* _WHAT NEEDS TO BE DONE_
Reproduce every line of the material below word for word.

***** AVAILABLE RECORDS *****

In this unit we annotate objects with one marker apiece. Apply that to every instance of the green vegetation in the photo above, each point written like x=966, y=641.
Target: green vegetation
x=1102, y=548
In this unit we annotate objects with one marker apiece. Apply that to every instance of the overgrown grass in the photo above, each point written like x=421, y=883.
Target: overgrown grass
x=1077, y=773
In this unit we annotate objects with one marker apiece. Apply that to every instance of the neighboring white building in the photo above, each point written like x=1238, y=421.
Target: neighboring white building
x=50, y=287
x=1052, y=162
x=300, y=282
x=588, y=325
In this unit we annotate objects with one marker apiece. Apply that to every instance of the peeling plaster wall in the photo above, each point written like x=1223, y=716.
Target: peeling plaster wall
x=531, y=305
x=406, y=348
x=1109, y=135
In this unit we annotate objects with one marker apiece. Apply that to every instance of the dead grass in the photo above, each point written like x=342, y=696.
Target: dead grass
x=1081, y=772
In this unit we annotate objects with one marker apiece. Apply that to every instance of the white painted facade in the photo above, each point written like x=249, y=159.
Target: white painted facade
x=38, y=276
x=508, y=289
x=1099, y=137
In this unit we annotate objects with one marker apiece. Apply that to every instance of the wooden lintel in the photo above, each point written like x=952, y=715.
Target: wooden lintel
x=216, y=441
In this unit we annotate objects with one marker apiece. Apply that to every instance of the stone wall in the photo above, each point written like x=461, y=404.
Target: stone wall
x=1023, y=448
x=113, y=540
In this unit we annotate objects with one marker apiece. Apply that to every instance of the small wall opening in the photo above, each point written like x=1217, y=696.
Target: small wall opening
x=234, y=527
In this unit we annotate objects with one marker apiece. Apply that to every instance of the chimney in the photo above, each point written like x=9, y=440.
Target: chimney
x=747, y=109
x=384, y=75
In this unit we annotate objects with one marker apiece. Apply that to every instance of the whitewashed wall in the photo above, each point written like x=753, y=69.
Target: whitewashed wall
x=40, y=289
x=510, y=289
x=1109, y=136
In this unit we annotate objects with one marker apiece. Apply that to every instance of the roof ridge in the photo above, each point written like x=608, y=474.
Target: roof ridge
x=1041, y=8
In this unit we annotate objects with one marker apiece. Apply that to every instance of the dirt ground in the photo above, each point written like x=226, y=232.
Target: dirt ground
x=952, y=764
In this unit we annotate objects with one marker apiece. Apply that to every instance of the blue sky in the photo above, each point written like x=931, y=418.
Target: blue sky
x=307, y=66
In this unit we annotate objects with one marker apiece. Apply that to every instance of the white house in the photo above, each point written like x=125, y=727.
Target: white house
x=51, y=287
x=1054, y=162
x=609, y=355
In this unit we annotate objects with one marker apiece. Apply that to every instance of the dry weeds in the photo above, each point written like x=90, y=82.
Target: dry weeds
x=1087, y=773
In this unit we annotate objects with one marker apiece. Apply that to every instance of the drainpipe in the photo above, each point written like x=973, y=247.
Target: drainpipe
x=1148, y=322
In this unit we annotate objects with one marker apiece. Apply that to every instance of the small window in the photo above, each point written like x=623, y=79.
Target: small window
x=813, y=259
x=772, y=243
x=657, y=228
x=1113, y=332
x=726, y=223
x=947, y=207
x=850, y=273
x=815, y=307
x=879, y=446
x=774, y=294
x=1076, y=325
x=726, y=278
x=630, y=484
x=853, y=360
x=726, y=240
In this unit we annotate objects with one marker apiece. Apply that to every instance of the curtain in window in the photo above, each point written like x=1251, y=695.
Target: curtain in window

*****

* _ANSWER FOR THIS EXERCISE_
In this unit we annotate objects with one marker apiece. Apply that to every instance of the green vegetation in the photo above, each point written like x=966, y=641.
Target: green vegetation
x=1102, y=548
In this unit we annotate objects with one marker apiece. Apply that to every instance of the overgrown grass in the photo above, each point written like x=421, y=883.
Target: overgrown grass
x=1077, y=773
In this unit we annotate objects with one marker apiece. Apply that to every instance of the neighboring white building in the photo above, each point written like x=1238, y=421.
Target: neighboring white building
x=50, y=287
x=1052, y=162
x=300, y=282
x=588, y=325
In this unit we annotate objects with one marker apiece. Apply that to every instance of the peeling plaster wall in the photo above, each point written like x=1223, y=716.
Target: peeling plaster wall
x=531, y=305
x=406, y=348
x=1109, y=135
In this unit we annotate objects with one marker apiece. Apply that to every instance of the dead grass in the photo above, each point written like x=342, y=696.
Target: dead grass
x=1081, y=772
In this unit we annotate objects with one marker apiece. Apply that to every instance of the white painted facade in the photo above, each point written like x=249, y=159.
Target: white painted facade
x=38, y=276
x=508, y=289
x=1099, y=137
In this unit we annotate objects with one marker apiece. Apply that to every instance of the wooden lintel in the photo above, each point written like x=952, y=715.
Target: wooden lintel
x=216, y=441
In this unit we annotate objects with one marker apiece. Apply that to every instance of the stone wall in the photo above, each point written like x=461, y=404.
Target: stone wall
x=1023, y=448
x=113, y=540
In this unit we annotate objects with one marker apiece. Apply that to every instance of the small wall opening in the photo above, each point written like x=1217, y=696.
Target: small wall opening
x=234, y=527
In this unit we annotate objects with one marker apiece. Apply that to every instance of the chimney in the photo above, each point written like x=9, y=440.
Target: chimney
x=747, y=109
x=384, y=75
In this unit we annotate objects with one marker apiece. Apply that to every instance of the whitewashed wall in the photo above, each point written like x=753, y=69.
Target: whitewashed wall
x=40, y=289
x=510, y=289
x=1109, y=136
In this unit we annotate objects with one marker apiece. Apply that to every instance of the roof ridge in the photo above, each point written like x=608, y=474.
Target: roof ridge
x=1041, y=8
In this unit we annotate objects with one marker apiece. Apply that to every instance of the dirt ground in the photo above, each point written like x=226, y=232.
Target: dirt ground
x=952, y=764
In this unit we annotate objects with one marker apiece. Apply that to every instance of the blue sky in the photo above, each point written like x=931, y=418.
Target: blue sky
x=307, y=66
In this unit we annotate objects with one marker apiece. Apply that to every instance of the white house in the photo above, each point written like x=125, y=727.
Target: white house
x=51, y=287
x=1054, y=162
x=609, y=355
In this unit we annotate objects with one marker apiece. Apply that to every instance of the dry weeds in the photo above, each point written like x=90, y=82.
Target: dry weeds
x=1087, y=773
In this unit we annotate objects with one marker apiece. Apply that to every instance of the drainpipe in the photo above, each point written like x=973, y=247.
Target: drainpipe
x=1148, y=322
In this unit we annotate objects with one marker apiece. Apply that to every instance of the small window in the photo above, each point written like x=623, y=79.
Target: small window
x=813, y=259
x=772, y=243
x=657, y=228
x=1113, y=332
x=726, y=223
x=947, y=207
x=850, y=273
x=815, y=307
x=879, y=446
x=774, y=294
x=1076, y=325
x=726, y=278
x=630, y=484
x=853, y=360
x=726, y=240
In this unit we annotate objects with one marker apiece. Apply that to every instance of the curtain in window in the photo above, each point written like x=1251, y=695.
Target: curtain in window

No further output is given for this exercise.